#### Task instructions:
Display each line in the material below that contains the string "dress".

[Stored entries]
....

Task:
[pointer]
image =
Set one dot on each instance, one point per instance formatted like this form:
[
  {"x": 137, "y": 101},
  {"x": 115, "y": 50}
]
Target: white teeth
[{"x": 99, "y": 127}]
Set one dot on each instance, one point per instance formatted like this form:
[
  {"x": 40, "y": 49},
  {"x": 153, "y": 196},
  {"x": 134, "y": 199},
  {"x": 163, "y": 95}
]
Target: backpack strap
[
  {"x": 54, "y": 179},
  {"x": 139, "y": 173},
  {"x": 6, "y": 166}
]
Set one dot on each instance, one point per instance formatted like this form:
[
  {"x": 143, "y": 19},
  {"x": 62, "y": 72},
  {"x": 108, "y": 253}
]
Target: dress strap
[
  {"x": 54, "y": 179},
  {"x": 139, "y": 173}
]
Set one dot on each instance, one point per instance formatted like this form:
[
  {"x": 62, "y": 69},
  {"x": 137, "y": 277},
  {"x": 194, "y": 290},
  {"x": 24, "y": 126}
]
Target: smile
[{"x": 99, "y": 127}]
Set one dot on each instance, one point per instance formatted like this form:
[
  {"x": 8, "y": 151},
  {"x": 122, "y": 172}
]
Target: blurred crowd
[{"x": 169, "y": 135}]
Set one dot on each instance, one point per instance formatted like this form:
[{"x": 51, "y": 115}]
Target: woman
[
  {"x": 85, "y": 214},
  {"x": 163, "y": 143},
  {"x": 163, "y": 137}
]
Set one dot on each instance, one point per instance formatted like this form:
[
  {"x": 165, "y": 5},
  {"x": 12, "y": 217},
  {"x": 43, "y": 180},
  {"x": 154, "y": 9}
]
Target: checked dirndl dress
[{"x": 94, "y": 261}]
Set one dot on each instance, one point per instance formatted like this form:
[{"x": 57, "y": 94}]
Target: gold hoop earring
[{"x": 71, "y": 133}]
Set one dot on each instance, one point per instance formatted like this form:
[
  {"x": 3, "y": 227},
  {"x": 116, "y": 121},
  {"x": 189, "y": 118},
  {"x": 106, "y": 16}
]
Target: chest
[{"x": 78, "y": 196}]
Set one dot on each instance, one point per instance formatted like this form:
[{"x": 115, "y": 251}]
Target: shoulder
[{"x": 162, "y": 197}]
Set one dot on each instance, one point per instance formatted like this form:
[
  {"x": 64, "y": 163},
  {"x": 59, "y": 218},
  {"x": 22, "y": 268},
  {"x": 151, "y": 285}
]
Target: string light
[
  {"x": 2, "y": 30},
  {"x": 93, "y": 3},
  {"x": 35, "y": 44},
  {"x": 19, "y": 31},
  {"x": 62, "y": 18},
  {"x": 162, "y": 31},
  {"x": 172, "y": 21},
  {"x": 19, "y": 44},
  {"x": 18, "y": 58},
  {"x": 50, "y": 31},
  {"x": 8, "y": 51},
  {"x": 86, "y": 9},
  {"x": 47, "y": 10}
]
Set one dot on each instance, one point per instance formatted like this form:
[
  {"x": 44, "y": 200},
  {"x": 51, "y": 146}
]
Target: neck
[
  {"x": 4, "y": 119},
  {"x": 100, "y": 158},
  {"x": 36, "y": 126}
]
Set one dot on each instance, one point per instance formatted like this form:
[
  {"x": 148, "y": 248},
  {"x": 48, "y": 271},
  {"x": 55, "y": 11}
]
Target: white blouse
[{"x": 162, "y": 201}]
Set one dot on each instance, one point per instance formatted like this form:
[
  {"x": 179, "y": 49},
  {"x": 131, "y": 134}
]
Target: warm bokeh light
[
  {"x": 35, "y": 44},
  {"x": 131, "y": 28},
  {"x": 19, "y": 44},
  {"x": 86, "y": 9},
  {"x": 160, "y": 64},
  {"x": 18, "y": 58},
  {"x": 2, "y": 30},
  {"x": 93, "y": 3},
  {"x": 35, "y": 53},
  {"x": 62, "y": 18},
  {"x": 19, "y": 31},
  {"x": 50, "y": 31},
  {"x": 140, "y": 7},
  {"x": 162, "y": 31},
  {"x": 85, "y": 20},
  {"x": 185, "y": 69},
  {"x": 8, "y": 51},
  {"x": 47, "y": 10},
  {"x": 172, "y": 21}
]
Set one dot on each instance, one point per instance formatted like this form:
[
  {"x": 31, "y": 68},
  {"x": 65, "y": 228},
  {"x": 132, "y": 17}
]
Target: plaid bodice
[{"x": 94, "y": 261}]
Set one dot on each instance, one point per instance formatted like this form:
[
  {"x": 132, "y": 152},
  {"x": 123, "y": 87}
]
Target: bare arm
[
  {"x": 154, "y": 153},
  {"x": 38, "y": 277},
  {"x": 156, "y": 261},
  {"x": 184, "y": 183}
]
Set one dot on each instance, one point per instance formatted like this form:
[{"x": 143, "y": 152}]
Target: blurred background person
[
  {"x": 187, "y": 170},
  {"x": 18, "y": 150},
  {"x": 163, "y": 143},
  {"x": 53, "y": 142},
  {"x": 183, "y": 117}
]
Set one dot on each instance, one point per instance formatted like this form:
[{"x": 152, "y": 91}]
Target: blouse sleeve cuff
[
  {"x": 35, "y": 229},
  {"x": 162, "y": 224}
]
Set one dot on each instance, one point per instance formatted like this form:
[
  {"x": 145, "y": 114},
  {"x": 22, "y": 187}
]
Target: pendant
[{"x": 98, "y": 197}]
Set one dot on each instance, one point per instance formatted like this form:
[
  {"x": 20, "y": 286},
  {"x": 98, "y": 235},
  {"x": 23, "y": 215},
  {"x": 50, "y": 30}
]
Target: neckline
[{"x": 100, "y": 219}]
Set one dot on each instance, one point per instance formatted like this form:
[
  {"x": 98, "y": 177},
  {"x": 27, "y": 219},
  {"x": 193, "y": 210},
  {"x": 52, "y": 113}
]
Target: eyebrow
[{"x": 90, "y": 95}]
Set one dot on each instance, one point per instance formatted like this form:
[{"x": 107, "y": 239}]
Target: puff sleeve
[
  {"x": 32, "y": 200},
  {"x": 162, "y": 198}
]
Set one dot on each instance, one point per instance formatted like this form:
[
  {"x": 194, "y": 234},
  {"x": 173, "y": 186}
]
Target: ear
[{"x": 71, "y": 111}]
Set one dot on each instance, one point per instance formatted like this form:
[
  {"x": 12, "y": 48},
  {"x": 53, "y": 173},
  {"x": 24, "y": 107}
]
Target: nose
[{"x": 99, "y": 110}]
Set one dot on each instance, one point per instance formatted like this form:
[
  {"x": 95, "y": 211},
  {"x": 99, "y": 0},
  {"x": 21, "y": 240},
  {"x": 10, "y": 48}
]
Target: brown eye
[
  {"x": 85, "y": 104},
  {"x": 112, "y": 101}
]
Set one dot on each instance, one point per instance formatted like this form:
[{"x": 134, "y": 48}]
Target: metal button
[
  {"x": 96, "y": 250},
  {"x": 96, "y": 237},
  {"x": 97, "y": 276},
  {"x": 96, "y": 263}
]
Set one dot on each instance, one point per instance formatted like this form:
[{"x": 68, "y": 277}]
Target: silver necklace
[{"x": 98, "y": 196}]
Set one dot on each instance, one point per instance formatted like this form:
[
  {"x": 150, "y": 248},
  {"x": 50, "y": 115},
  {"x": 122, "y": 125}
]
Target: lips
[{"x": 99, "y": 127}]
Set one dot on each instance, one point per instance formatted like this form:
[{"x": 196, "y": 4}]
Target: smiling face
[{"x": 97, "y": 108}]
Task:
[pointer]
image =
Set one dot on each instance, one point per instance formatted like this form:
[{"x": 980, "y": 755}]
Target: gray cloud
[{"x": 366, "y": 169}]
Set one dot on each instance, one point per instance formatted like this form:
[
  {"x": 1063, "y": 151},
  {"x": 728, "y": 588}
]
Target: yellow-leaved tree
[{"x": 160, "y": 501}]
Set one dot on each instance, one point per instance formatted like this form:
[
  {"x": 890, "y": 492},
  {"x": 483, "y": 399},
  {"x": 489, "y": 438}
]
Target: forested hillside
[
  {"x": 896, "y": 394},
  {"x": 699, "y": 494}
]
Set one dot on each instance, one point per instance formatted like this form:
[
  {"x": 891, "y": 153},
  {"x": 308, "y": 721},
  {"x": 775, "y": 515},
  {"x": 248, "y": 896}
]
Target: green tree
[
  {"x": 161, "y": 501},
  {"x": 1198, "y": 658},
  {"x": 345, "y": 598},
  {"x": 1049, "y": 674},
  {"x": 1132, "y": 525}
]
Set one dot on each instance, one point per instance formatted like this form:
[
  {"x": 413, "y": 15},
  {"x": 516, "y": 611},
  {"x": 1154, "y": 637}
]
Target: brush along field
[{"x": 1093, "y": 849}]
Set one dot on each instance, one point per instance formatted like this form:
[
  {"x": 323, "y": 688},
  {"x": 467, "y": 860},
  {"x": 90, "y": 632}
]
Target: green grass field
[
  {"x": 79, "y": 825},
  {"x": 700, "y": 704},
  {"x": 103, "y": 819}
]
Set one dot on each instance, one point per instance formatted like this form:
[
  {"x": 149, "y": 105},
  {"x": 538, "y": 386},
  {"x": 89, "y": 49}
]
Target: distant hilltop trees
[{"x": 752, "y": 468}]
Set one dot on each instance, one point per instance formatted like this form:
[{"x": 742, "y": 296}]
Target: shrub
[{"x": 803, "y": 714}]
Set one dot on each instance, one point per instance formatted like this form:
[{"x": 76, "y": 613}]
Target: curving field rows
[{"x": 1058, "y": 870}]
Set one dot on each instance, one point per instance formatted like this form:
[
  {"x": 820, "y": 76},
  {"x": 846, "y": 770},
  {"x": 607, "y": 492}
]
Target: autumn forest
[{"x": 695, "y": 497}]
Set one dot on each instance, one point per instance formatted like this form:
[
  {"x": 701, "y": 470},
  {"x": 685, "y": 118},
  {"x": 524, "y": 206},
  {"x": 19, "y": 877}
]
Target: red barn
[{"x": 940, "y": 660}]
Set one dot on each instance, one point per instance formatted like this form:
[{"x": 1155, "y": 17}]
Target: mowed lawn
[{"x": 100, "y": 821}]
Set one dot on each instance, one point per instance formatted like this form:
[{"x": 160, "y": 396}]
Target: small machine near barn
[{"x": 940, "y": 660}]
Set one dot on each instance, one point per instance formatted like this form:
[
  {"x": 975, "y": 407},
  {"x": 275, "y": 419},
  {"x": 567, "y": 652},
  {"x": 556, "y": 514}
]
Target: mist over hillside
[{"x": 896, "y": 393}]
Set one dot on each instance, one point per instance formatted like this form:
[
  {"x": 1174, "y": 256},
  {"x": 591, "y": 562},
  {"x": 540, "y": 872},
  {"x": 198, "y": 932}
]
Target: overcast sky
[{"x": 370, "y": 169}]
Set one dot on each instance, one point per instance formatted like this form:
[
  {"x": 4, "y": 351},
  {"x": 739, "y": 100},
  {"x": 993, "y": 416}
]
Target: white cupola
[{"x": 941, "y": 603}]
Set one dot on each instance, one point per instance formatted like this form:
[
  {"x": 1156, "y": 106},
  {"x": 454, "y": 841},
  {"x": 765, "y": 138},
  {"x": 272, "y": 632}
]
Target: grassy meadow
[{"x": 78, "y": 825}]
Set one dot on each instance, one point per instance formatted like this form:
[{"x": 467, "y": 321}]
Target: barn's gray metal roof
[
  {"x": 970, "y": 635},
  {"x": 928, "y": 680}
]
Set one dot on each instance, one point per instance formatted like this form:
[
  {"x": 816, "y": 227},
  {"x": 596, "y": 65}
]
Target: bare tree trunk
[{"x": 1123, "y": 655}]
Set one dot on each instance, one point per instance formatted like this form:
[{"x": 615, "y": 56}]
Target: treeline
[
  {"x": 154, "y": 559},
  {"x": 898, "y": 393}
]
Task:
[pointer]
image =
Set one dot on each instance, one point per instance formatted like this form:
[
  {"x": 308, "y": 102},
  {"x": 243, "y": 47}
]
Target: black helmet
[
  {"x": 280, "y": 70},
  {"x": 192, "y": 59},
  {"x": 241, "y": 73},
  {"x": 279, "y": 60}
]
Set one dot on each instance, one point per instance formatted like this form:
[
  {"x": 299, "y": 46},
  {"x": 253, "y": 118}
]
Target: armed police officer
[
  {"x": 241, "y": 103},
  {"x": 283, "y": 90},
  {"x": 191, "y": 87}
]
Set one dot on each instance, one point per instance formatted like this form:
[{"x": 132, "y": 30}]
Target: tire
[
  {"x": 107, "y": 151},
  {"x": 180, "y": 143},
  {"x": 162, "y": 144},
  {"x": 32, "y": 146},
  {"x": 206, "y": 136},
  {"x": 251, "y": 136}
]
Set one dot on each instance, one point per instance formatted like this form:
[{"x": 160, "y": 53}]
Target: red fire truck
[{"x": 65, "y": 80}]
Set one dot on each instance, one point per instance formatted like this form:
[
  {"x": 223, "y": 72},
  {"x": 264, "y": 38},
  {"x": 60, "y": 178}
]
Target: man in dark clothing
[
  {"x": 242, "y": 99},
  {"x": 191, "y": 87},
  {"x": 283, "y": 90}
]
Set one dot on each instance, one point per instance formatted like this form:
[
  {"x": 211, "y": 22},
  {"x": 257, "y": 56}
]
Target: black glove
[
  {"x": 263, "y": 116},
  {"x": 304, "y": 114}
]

....

#### Written answer:
Target: dress strap
Target: checked dirndl dress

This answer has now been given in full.